## AVAILABLE RECORDS
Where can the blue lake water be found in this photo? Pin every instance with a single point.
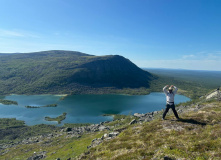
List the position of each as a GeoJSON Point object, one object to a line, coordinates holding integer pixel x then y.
{"type": "Point", "coordinates": [82, 108]}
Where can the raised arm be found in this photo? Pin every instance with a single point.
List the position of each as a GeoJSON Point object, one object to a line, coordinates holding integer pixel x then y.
{"type": "Point", "coordinates": [165, 89]}
{"type": "Point", "coordinates": [175, 89]}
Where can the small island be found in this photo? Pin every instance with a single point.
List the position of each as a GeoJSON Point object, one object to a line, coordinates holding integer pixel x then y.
{"type": "Point", "coordinates": [32, 107]}
{"type": "Point", "coordinates": [8, 102]}
{"type": "Point", "coordinates": [49, 105]}
{"type": "Point", "coordinates": [58, 119]}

## PROMPT
Reproduce all of the data above word for word, leaving out the picture.

## THE RESPONSE
Where can the blue lake water be found in this photo? Pin every instance with a single point.
List the position of each as a GeoJSON Point object, one object to a line, coordinates holding integer pixel x then y.
{"type": "Point", "coordinates": [82, 108]}
Where can the raised arm be found in this photo? Pin every instance with a single point.
List the position of each as a GeoJSON Point object, one object to a line, coordinates holding integer pixel x then y.
{"type": "Point", "coordinates": [165, 89]}
{"type": "Point", "coordinates": [175, 89]}
Where can the small island be found in this photo? Pin every instance with a single point.
List the position of each as a GeoJSON Point object, one object to a line, coordinates holding integer pixel x then y.
{"type": "Point", "coordinates": [32, 107]}
{"type": "Point", "coordinates": [8, 102]}
{"type": "Point", "coordinates": [49, 105]}
{"type": "Point", "coordinates": [58, 119]}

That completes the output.